> **WHAT TO PRODUCE**
List every kind of code that the discussion excerpt gives as an example of worthless technology.

Maybe this is true in the ivory pillars of academia, but in the real world a large amount of technology is simply worthless - the world would be a better place if it didn't exist: Dead code that was never cleaned up, encapsulations of encapsulations of encapsulations, code that solves nothing but to express the astronaut architecture of a dogmatic developer, code based on poorly communicated specifications, code that has so many bugs as to consider it worthless...
To suggest "everything is a tradeoff" is a sort of moral relativism. It implies that all code has value and is a shield for criticism to even the poorest work.
I don't think the intention was to imply "everything is equal". I think the intention was closer to "everything has a cost" or "you can't simultaneously optimize for everything". AKA the Project Management Triangle.

> **RECORDS PROVIDED**
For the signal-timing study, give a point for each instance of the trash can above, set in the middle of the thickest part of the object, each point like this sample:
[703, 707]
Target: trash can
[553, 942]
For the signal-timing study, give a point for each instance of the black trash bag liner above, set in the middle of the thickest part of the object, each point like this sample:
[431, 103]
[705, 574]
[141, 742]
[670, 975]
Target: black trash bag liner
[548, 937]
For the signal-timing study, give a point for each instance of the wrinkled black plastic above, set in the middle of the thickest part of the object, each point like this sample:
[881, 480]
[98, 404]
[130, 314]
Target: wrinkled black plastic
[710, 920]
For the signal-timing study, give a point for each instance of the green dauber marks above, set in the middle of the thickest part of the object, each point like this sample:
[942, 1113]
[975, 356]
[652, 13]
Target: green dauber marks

> **SOLUTION**
- Dead code that was never cleaned up
- Encapsulations of encapsulations of encapsulations
- Code that solves nothing but to express the astronaut architecture of a dogmatic developer
- Code based on poorly communicated specifications
- Code that has so many bugs as to consider it worthless